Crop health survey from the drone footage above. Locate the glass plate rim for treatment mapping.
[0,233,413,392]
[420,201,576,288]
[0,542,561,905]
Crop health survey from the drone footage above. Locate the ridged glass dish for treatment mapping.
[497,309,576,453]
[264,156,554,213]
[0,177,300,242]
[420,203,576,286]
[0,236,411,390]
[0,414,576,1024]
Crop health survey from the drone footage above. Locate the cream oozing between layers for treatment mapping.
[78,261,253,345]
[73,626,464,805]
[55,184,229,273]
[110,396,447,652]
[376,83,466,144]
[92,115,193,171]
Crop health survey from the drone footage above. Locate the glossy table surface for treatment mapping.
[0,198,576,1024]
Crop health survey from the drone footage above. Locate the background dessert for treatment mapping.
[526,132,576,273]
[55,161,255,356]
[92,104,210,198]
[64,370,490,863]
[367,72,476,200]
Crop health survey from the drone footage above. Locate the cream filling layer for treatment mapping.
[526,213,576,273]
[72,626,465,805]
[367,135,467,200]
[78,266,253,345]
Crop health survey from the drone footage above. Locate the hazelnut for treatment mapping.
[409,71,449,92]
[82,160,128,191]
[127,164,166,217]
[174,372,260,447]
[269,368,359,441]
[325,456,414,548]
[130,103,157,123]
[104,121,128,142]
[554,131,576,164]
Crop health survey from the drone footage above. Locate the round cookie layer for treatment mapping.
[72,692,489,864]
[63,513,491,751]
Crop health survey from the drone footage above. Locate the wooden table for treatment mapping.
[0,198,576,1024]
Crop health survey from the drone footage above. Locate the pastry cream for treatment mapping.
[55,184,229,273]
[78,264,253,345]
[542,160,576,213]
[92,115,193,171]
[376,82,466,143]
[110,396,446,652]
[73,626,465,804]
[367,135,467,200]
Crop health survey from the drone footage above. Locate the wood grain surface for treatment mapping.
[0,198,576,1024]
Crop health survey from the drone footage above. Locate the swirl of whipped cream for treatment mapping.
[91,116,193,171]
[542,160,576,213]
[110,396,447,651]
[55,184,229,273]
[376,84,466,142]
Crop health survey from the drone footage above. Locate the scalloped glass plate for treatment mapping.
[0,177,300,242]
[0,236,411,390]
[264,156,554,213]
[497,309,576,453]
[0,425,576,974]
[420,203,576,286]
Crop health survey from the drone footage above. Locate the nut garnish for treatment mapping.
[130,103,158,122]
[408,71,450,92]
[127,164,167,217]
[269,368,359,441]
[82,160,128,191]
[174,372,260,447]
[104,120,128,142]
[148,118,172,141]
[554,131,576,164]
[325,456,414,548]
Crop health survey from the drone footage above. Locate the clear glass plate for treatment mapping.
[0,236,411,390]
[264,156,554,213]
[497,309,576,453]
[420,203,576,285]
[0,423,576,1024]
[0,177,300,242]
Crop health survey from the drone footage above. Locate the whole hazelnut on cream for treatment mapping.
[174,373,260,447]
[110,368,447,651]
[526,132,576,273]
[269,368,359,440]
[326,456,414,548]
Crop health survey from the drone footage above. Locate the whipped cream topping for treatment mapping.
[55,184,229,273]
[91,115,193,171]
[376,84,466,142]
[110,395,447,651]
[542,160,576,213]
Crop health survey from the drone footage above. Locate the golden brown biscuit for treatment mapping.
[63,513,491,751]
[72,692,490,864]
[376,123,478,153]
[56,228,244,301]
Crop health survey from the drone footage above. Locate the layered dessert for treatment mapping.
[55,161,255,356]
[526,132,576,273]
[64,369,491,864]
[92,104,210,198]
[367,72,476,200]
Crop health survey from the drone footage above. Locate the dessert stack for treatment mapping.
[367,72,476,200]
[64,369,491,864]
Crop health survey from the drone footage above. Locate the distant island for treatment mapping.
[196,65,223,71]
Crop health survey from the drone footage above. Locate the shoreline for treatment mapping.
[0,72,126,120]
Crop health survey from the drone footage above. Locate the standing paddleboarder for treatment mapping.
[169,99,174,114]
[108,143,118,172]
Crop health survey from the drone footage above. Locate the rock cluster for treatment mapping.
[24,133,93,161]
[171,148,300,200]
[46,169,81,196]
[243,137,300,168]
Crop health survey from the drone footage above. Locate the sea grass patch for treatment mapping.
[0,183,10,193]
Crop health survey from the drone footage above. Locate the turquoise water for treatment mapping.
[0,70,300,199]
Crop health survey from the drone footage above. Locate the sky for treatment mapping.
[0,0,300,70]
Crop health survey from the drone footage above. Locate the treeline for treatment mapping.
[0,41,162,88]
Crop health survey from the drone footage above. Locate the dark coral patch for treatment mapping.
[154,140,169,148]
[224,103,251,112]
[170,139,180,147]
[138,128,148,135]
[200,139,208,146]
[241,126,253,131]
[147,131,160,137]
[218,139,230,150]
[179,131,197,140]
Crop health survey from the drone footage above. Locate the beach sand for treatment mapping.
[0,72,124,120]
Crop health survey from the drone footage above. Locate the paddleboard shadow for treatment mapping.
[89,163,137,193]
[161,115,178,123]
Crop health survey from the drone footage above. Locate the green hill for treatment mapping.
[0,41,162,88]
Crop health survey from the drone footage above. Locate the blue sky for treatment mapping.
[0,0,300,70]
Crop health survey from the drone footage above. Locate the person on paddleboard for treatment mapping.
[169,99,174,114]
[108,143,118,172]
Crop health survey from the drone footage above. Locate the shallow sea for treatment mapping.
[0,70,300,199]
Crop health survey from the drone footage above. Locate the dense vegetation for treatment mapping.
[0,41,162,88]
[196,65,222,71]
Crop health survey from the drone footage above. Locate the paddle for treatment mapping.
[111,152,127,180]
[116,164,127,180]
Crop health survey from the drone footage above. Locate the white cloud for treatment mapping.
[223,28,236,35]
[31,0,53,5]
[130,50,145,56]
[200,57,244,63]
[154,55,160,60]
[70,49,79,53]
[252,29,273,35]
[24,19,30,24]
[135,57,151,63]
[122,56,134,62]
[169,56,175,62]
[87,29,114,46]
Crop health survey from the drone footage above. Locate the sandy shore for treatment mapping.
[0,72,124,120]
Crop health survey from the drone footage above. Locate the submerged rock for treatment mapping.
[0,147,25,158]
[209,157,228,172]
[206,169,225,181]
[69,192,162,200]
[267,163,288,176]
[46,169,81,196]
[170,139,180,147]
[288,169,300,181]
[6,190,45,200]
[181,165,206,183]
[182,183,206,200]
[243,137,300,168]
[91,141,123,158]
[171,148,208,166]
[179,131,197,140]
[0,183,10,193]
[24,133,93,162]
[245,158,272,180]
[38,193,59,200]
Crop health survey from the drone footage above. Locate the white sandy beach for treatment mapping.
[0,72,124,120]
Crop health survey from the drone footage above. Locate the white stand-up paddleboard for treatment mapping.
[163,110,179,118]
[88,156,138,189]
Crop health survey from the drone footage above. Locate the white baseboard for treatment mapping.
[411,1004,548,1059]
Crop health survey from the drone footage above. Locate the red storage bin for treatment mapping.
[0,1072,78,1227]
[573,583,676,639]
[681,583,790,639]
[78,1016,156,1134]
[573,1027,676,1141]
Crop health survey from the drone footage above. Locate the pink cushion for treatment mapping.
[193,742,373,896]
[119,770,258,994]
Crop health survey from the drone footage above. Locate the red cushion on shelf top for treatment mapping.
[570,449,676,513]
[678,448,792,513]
○ ○ ○ ○ ○ ○ ○
### What you will do:
Starting with the line containing "beach for treatment mapping." and going through the last line of the items, give those lines as a JSON list of strings, one string per line, leaving out any blank lines.

### Answer for the task:
[
  "Crop health survey from the drone footage above. Locate the white sandy beach for treatment mapping.",
  "[0,72,124,120]",
  "Crop health survey from the drone footage above. Locate the white stand-up paddleboard for treatment mapping.",
  "[163,110,179,118]",
  "[88,156,138,189]",
  "Crop health survey from the drone footage above. Locate the white baseboard for treatment mapping.",
  "[411,1004,548,1059]",
  "Crop health survey from the drone footage above. Locate the red storage bin for treatment mapping.",
  "[0,1072,78,1227]",
  "[573,583,676,639]",
  "[681,583,790,639]",
  "[78,1016,156,1134]",
  "[573,1027,676,1141]",
  "Crop health survey from the drone footage above. Locate the pink cushion for treatment mapping.",
  "[193,742,373,896]",
  "[119,770,258,994]",
  "Crop health survey from the drone footage above. Locate the red cushion on shelf top for treatment mapping.",
  "[570,449,676,513]",
  "[678,448,792,513]"
]